◆ Problem: Reproduce everything from the start of the listing down to the line containing "<point>997,249</point>", inclusive. Substitute "silver" for "chrome" and leave all else unchanged.

◆ Extracted data:
:::

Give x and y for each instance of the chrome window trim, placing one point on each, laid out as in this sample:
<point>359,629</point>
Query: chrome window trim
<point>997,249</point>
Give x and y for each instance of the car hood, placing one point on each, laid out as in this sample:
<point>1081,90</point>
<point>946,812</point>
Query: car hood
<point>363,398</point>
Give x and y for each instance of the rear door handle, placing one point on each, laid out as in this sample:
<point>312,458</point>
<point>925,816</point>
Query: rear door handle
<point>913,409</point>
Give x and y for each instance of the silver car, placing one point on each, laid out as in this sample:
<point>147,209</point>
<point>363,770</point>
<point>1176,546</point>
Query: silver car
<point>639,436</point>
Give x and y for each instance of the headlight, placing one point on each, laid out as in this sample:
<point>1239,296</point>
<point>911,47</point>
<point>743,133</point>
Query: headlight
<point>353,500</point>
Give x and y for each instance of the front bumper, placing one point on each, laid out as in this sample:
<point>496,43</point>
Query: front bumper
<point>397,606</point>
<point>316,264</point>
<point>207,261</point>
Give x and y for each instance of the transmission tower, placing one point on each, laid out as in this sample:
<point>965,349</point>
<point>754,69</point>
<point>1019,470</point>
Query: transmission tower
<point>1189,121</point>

:::

◆ Written reply:
Give x and y for each instance of the silver window trim, placing one point on each, laid out as in this sample:
<point>359,629</point>
Query: silver window trim
<point>997,249</point>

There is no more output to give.